[Saved data entries]
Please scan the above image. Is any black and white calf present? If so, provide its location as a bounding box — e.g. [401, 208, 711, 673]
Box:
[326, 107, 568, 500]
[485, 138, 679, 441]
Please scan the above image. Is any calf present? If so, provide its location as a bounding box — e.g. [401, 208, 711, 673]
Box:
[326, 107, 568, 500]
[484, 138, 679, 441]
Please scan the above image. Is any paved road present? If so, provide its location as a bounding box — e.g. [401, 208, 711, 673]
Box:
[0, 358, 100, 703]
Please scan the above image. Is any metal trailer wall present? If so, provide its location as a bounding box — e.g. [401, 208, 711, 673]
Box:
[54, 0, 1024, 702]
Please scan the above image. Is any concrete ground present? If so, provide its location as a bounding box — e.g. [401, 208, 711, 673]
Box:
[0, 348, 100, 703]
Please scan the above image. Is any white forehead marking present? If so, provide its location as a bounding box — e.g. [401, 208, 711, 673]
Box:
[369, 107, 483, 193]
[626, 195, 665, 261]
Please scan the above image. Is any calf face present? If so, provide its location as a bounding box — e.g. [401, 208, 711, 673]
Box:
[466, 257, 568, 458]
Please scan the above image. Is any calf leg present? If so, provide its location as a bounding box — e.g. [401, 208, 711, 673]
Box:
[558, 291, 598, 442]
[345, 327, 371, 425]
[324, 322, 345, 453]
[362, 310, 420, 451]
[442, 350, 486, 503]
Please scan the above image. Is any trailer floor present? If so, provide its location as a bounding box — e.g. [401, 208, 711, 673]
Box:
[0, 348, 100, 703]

JOB:
Retype the lines above exactly, beginning with the line that contains "Please scan the above image. Is any calf face" and continuing through the line that contains "[466, 257, 568, 458]", including both of those lines.

ANSWER TO THE EXERCISE:
Please scan the above image. Is any calf face present? If so, provide its location as a bounding box — e.g. [401, 208, 711, 673]
Box:
[466, 257, 568, 458]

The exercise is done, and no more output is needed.